- WHAT THE TASK REQUIRES:
Exact copy, no pictures: output each line below as it stands.
• • • •
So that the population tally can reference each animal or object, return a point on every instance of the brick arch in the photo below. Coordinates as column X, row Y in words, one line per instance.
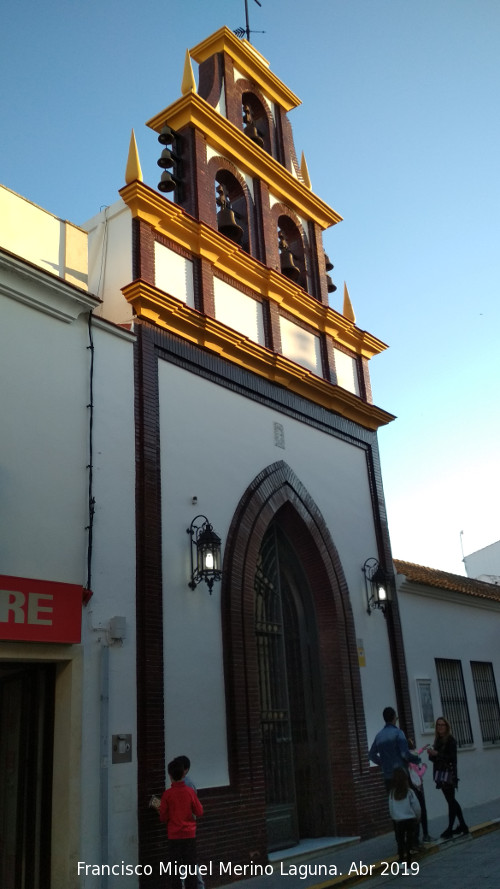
column 277, row 493
column 242, row 86
column 278, row 210
column 218, row 163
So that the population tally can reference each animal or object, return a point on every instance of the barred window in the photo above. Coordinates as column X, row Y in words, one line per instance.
column 454, row 700
column 487, row 701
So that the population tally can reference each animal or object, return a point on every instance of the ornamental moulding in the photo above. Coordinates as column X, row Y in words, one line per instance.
column 225, row 257
column 166, row 311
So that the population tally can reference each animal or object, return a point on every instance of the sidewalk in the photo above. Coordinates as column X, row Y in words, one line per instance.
column 348, row 861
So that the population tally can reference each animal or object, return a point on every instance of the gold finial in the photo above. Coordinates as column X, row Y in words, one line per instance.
column 304, row 172
column 348, row 311
column 188, row 84
column 133, row 170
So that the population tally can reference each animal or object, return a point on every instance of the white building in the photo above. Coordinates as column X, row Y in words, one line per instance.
column 67, row 560
column 254, row 412
column 484, row 564
column 450, row 629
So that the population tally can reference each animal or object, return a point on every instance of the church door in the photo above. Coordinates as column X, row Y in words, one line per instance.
column 298, row 796
column 26, row 745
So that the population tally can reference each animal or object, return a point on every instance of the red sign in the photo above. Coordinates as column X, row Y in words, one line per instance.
column 40, row 610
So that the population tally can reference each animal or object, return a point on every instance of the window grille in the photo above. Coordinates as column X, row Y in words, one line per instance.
column 487, row 701
column 454, row 700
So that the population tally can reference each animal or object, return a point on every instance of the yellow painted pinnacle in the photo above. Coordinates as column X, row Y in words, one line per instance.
column 348, row 311
column 133, row 170
column 304, row 172
column 188, row 84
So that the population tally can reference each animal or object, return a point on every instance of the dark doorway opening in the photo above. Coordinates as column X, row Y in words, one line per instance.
column 26, row 755
column 292, row 718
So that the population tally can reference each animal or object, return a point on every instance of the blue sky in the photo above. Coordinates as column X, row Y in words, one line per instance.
column 400, row 128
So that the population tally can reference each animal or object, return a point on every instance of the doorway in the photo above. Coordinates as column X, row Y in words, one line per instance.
column 26, row 754
column 292, row 718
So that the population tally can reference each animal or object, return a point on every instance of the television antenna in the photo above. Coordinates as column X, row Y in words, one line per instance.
column 246, row 31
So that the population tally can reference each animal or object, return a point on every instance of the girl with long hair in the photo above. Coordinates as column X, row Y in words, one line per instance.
column 443, row 754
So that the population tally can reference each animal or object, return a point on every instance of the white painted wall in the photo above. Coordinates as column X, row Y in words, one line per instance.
• • • •
- REPLY:
So that the population tally can reference each animal or object, return a point on every instance of the brick arch in the photo below. Coordinates as column X, row Y in words, one line per instance.
column 277, row 493
column 242, row 86
column 278, row 210
column 218, row 163
So that the population tally can reference each animal or object, return a point on every instance of the barred window in the photo above. Coordinates as column X, row Y in words, one line per instance.
column 454, row 700
column 487, row 701
So that the population tally can reference each animal or object, return a point on every instance of the ornamental moulding in the photo above. Coordinates as column X, row Y in words, one line per instance.
column 225, row 257
column 166, row 311
So that the population tally can reference each animal or object, return a point on every instance of the sidewalk in the photo above. Coordinates as column X, row Y in words, one line per instance.
column 348, row 861
So that the population tally can reference each animal or object, return a point on every instance of the gold finial in the photo above. Coordinates as column X, row Y in words, one line per instance.
column 304, row 172
column 348, row 311
column 188, row 84
column 133, row 170
So that the population tally can reference each animal or object, return a point on every instance of the white building in the photo above. Coordinates as column X, row Y in words, one line per instance.
column 67, row 560
column 254, row 412
column 484, row 564
column 450, row 629
So that the population tally can reference each animal or object, return a point on every instance of the church door in the photo above. Coordinates as column X, row Y in words, one line per instance.
column 298, row 796
column 26, row 745
So that the population tally can reference each animal or object, return a point on every instance of the red sign in the photo above. Coordinates as column X, row Y in words, one line per instance.
column 40, row 610
So that the population tally can reference each animal or object, return a point on every instance of the window grille in the photo above. Coordinates as column X, row Y in words, one line per instance.
column 487, row 701
column 454, row 700
So that the population tally can reference each animal or object, return a point on every instance of the yellow painted pinnacle in the photo above. Coordinates as column X, row Y in words, one line per instance.
column 348, row 311
column 133, row 170
column 304, row 172
column 188, row 84
So that the population tally can reference each animal or object, return a point on every instance of the dark doorway opening in the photo above. Coordinates as column X, row Y in words, one line per instance.
column 26, row 755
column 292, row 718
So that the population tally can reference each animal or object, return a point on every instance of the blue sky in the photo above. Coordinates as column X, row Y in words, one line per instance.
column 400, row 128
So that the population tally can reference each animal or object, return a point on every instance of the doorway in the photo above. Coordinates as column X, row Y in words, one line per instance.
column 26, row 754
column 292, row 718
So that the population tally can reference each animal or object, return a point on every instance of the television antenna in the photo above. Coordinates as column X, row Y in words, one line per instance.
column 246, row 31
So that the population tally can reference each animal or object, return a point on every instance of the girl with long hair in the photo above. Coordinates as column X, row Y in words, one line per instance.
column 443, row 754
So that the population tally can reference each animal or object, return a point on every instance of the white painted wall in the photo above. Coordinates as column X, row Y in words, one line per instance.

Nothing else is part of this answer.